(Extracted data entries)

+ + + + + + +

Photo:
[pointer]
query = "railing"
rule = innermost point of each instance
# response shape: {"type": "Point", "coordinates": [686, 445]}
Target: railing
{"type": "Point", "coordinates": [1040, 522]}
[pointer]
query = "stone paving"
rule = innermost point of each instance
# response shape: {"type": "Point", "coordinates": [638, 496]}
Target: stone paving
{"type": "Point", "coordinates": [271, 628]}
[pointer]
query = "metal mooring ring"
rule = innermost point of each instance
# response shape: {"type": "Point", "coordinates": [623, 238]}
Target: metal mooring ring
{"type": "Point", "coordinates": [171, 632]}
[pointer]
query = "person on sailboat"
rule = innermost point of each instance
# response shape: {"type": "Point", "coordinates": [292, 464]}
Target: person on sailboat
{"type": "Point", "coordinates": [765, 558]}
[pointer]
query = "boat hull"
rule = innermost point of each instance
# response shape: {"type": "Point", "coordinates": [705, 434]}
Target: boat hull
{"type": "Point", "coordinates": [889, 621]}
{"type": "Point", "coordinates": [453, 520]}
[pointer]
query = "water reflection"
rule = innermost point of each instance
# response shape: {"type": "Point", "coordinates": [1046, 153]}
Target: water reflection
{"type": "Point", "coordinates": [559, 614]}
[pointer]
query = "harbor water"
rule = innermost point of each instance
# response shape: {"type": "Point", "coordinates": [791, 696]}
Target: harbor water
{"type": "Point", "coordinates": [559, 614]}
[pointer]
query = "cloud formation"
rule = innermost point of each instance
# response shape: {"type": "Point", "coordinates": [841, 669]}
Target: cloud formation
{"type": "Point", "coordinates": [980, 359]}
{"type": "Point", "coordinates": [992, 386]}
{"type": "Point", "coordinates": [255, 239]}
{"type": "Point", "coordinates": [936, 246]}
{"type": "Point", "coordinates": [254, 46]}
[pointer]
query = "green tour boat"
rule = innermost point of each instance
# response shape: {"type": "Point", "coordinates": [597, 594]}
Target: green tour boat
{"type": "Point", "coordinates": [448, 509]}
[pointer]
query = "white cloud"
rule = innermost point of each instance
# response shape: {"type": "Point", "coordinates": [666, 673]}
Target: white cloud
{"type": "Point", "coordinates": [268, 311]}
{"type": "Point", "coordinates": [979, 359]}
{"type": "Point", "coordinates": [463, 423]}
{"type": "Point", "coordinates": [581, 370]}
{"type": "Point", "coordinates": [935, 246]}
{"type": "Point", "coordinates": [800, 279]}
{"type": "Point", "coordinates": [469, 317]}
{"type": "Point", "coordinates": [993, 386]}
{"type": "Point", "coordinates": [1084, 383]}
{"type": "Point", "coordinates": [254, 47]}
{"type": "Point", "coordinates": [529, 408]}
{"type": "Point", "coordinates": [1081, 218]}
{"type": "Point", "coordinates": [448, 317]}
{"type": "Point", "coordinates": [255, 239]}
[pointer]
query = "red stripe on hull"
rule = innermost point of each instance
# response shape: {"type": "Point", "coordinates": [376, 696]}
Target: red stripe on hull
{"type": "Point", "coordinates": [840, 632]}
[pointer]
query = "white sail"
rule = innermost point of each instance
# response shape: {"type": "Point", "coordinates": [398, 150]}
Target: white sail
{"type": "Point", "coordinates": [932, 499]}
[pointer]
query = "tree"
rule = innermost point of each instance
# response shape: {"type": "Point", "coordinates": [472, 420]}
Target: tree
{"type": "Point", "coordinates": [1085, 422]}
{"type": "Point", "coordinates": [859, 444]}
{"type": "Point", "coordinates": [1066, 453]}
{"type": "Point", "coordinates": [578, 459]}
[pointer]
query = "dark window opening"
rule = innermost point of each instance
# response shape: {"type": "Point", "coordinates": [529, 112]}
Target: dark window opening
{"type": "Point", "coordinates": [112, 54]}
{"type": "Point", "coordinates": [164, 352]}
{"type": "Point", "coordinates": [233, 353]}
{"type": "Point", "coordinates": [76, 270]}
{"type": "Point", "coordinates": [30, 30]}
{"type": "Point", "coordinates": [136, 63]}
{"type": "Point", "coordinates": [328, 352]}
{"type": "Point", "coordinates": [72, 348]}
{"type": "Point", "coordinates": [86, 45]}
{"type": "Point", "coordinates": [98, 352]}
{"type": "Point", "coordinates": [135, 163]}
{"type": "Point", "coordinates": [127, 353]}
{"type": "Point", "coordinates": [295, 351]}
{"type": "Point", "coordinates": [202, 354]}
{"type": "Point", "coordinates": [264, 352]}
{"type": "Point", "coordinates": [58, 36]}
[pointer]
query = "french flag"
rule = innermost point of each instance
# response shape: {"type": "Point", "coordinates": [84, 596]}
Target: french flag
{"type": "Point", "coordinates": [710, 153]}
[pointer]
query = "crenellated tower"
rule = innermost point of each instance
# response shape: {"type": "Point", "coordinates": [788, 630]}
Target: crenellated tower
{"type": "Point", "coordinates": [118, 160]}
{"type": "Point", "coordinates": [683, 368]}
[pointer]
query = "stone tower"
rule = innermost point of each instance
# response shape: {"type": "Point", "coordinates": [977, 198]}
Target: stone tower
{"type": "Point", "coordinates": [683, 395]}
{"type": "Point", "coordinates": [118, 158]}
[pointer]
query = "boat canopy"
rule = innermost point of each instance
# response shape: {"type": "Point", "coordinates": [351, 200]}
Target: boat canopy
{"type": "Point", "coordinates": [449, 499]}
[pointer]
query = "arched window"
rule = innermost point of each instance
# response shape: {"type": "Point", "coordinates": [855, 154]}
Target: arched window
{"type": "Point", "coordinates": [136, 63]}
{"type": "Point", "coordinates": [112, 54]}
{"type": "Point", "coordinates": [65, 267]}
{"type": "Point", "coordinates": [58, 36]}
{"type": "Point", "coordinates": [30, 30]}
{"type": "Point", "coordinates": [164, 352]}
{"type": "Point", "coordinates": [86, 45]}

+ + + + + + +

### THE REQUEST
Quote all the records exactly, please, leaving none out.

### RESULT BELOW
Photo:
[pointer]
query = "railing"
rule = innermost point of each instance
# response shape: {"type": "Point", "coordinates": [686, 445]}
Target: railing
{"type": "Point", "coordinates": [1040, 522]}
[pointer]
query = "stone paving"
rule = innermost point of each instance
# response shape: {"type": "Point", "coordinates": [638, 496]}
Target: stone paving
{"type": "Point", "coordinates": [271, 628]}
[pointer]
query = "metal mooring ring"
rule = innermost point of each instance
# response shape: {"type": "Point", "coordinates": [623, 238]}
Target: metal mooring ring
{"type": "Point", "coordinates": [171, 632]}
[pointer]
query = "person on sailboat"
rule = innermost point of each instance
# response shape: {"type": "Point", "coordinates": [292, 464]}
Target: person on sailboat
{"type": "Point", "coordinates": [765, 558]}
[pointer]
query = "boat hull"
rule = innermost point of each instance
# response shape: {"type": "Point", "coordinates": [705, 434]}
Target: boat hull
{"type": "Point", "coordinates": [889, 621]}
{"type": "Point", "coordinates": [453, 520]}
[pointer]
query = "water reflection"
rule = innermost point of each instance
# response shape: {"type": "Point", "coordinates": [1046, 153]}
Target: water reflection
{"type": "Point", "coordinates": [559, 614]}
[pointer]
query = "harbor water"
rule = innermost point of each instance
# response shape: {"type": "Point", "coordinates": [791, 696]}
Target: harbor water
{"type": "Point", "coordinates": [559, 614]}
[pointer]
query = "cloud formation"
rule = innermost point of each instance
# response shape: {"type": "Point", "coordinates": [841, 669]}
Target: cloud formation
{"type": "Point", "coordinates": [980, 359]}
{"type": "Point", "coordinates": [992, 386]}
{"type": "Point", "coordinates": [255, 239]}
{"type": "Point", "coordinates": [936, 246]}
{"type": "Point", "coordinates": [254, 46]}
[pointer]
query = "green tour boat"
rule = innermost point of each instance
# response shape: {"type": "Point", "coordinates": [597, 594]}
Target: green tour boat
{"type": "Point", "coordinates": [448, 509]}
[pointer]
query = "white cloud"
rule = innermost point of each instance
# response shape: {"type": "Point", "coordinates": [666, 673]}
Target: white cloud
{"type": "Point", "coordinates": [268, 311]}
{"type": "Point", "coordinates": [979, 359]}
{"type": "Point", "coordinates": [463, 423]}
{"type": "Point", "coordinates": [581, 370]}
{"type": "Point", "coordinates": [935, 246]}
{"type": "Point", "coordinates": [800, 279]}
{"type": "Point", "coordinates": [469, 317]}
{"type": "Point", "coordinates": [993, 386]}
{"type": "Point", "coordinates": [1084, 383]}
{"type": "Point", "coordinates": [254, 47]}
{"type": "Point", "coordinates": [529, 408]}
{"type": "Point", "coordinates": [1081, 218]}
{"type": "Point", "coordinates": [448, 317]}
{"type": "Point", "coordinates": [255, 239]}
[pointer]
query = "red stripe on hull"
rule = innermost point of each instance
# response shape: {"type": "Point", "coordinates": [376, 696]}
Target: red stripe on hull
{"type": "Point", "coordinates": [840, 632]}
[pointer]
query = "white sail"
rule = innermost point of each instance
# response shape: {"type": "Point", "coordinates": [398, 150]}
Target: white sail
{"type": "Point", "coordinates": [932, 499]}
[pointer]
query = "tree"
rule = innermost point of each instance
# response shape: {"type": "Point", "coordinates": [472, 420]}
Target: tree
{"type": "Point", "coordinates": [1085, 422]}
{"type": "Point", "coordinates": [859, 444]}
{"type": "Point", "coordinates": [1066, 453]}
{"type": "Point", "coordinates": [578, 459]}
[pointer]
query = "dark window opening"
rule = innermost point of each instance
# response shape: {"type": "Point", "coordinates": [529, 112]}
Target: dark window opening
{"type": "Point", "coordinates": [112, 54]}
{"type": "Point", "coordinates": [164, 352]}
{"type": "Point", "coordinates": [233, 353]}
{"type": "Point", "coordinates": [76, 270]}
{"type": "Point", "coordinates": [30, 30]}
{"type": "Point", "coordinates": [136, 63]}
{"type": "Point", "coordinates": [328, 352]}
{"type": "Point", "coordinates": [72, 348]}
{"type": "Point", "coordinates": [86, 45]}
{"type": "Point", "coordinates": [98, 352]}
{"type": "Point", "coordinates": [135, 163]}
{"type": "Point", "coordinates": [127, 353]}
{"type": "Point", "coordinates": [295, 351]}
{"type": "Point", "coordinates": [202, 354]}
{"type": "Point", "coordinates": [264, 352]}
{"type": "Point", "coordinates": [58, 36]}
[pointer]
query = "french flag"
rule = innermost point of each instance
# response shape: {"type": "Point", "coordinates": [84, 596]}
Target: french flag
{"type": "Point", "coordinates": [710, 153]}
[pointer]
query = "crenellated tower"
rule = innermost point of each instance
# response shape: {"type": "Point", "coordinates": [788, 630]}
Target: crenellated tower
{"type": "Point", "coordinates": [118, 160]}
{"type": "Point", "coordinates": [683, 368]}
[pointer]
query = "stone tower"
rule = innermost point of each instance
# response shape: {"type": "Point", "coordinates": [977, 198]}
Target: stone tower
{"type": "Point", "coordinates": [683, 395]}
{"type": "Point", "coordinates": [118, 158]}
[pointer]
query = "boat canopy"
rule = innermost point of each instance
# response shape: {"type": "Point", "coordinates": [351, 200]}
Target: boat canopy
{"type": "Point", "coordinates": [449, 499]}
[pointer]
query = "arched window"
rule = innermost point of each instance
# response shape: {"type": "Point", "coordinates": [855, 154]}
Target: arched window
{"type": "Point", "coordinates": [136, 63]}
{"type": "Point", "coordinates": [112, 54]}
{"type": "Point", "coordinates": [65, 267]}
{"type": "Point", "coordinates": [58, 36]}
{"type": "Point", "coordinates": [30, 30]}
{"type": "Point", "coordinates": [164, 352]}
{"type": "Point", "coordinates": [86, 45]}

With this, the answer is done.